## SOURCE
☆ ☆ ☆ ☆ ☆
Depuis 2018, les autorités polonaises adoptent un "dispositif de défense de la réputation de la République et de la nation polonaises"prévoyant une peine de trois ans de prison contre les personnes coupables "d'attribuer à la nation ou à l'état polonais, de façon publique et en dépit des faits,  la responsabilité ou la coresponsabilité des crimes nazis commis par le IIIe Reich allemand(...) , de crimes de guerre ou d'autres crimes contre la paix et l'humanite".



Ce qui s'est produit en 1941 dans le petit village deJedwabne n'a donc pas eu lieu.

L'enquête des historiens Jan T.  Cross et Anna Bikont sur le massacre de toute sa population juive par leurs voisins ,  leurs amis, leurs compagnons de classe polonais et catholiques est nulle et non avenue.

Leurs investigations et leur compte-rendu des témoignages de survivants et de témoins sont une pure affabulation.



La pièce qui est tirée de cette enquête,  écrite en 2010 par Tadeusz Slobodzianek à la suite d'un violent débat sur la coresponsabilité polonaise dans la Shoah, est pourtant bien interdite en Pologne.



 Justine Wojtyniak qui l'a scénographié et mis en scene avec sa troupe , Stefano Fogher-  merveilleux Abraham "Baker" de Notre classe - qui en a  orchestré et créé les musiques, tous, puisqu'ils sont polonais,  tombent donc sous le coup de cette censure mémorielle édictée par le  'jumeau' orphelin, nationaliste et catholique intégriste, qui dirige actuellement la Pologne...laquelle commençait seulement une douloureuse et tardive prise de conscience des crimes engendrés par un antisémitisme archaïque et viscéral..



Le texte français de la pièce est indisponible, seule existe la traduction anglaise, Our class, je ne peux donc que vous conseiller de courir voir la pièce qui est en tournée actuellement.



C'est un véritable  coup de coeur ou plutôt un coup au coeur!



Imaginez une sorte de chant choral joué, dansé, chanté,  comme un funèbre kaddish,  par des spectres dénudés qui lentement revêtent les hardes pendues aux cintres qui vont leur donner vie. Puis, un à un, ils vont s'en défaire pour retourner aux limbes d'où ils se sont arrachés, une fois que la mort, souvent terrible, aura fermé leurs yeux.



Peu de dialogues "directs":  la distanciation brechtienne met le texte au style indirect dans leur bouche morte , comme s'ils nous parlaient de l'au-delà,  de l'autre côté de la barbarie. Mais la chorégraphie des gestes, la psalmodie des voix fait vibrer la souffrance des corps et passer l'émotion que la diction tente de maintenir à distance.
☆ ☆ ☆ ☆ ☆
## PROBLÈME POSÉ 1
Recopiez à l'identique la liste en commençant par sa première ligne et en vous arrêtant après la ligne qui contient "pixel 347 189". Laissez les images de côté, s'il vous plaît.
☆ ☆ ☆ ☆ ☆
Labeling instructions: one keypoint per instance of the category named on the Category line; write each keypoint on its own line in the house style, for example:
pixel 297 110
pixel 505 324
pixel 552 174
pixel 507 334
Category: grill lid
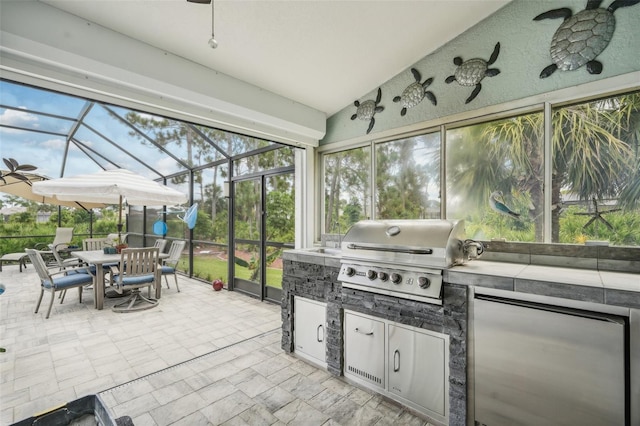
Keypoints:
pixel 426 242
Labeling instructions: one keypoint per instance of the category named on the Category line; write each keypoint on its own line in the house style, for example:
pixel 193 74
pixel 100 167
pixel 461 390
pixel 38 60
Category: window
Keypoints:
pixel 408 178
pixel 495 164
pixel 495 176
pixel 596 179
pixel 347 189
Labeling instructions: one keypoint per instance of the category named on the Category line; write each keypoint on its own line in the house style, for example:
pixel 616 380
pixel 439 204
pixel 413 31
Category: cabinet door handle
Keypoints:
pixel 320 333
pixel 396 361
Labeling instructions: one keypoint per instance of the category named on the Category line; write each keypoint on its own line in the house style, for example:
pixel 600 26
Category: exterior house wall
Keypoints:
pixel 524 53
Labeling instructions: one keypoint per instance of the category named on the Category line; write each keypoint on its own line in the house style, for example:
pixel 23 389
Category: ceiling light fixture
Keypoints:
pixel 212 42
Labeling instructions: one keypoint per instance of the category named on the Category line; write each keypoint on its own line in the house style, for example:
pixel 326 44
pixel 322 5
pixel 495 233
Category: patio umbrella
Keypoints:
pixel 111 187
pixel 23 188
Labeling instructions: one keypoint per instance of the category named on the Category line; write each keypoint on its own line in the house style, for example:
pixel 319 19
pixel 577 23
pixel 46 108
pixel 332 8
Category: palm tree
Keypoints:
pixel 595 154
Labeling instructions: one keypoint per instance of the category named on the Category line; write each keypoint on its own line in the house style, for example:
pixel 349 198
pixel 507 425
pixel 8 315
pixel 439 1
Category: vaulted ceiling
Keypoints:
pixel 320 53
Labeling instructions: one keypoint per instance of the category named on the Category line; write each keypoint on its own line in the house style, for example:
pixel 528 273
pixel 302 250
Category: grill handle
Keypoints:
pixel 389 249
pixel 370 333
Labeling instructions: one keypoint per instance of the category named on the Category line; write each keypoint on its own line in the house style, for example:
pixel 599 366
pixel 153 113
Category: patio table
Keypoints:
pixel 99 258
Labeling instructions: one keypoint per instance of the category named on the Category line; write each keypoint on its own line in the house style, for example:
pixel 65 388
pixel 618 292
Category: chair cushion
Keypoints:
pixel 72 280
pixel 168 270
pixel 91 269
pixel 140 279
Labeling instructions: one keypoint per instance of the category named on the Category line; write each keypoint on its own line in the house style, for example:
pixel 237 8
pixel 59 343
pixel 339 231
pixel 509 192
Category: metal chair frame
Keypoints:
☆ ☆ ☆ ☆ ☆
## PROBLÈME POSÉ 2
D'après l'article sur la pièce Notre classe, en quelle année Tadeusz Slobodzianek l'a-t-il écrite ?

## RÉSULTAT ATTENDU 1
Labeling instructions: one keypoint per instance of the category named on the Category line; write each keypoint on its own line in the house style, for example:
pixel 297 110
pixel 505 324
pixel 552 174
pixel 507 334
Category: grill lid
Keypoints:
pixel 426 242
Labeling instructions: one keypoint per instance of the category named on the Category line; write each keypoint on its own line in the house style, for example:
pixel 193 74
pixel 100 167
pixel 461 390
pixel 38 60
Category: window
Keypoints:
pixel 408 178
pixel 495 164
pixel 495 176
pixel 596 179
pixel 347 189

## RÉSULTAT ATTENDU 2
En 2010.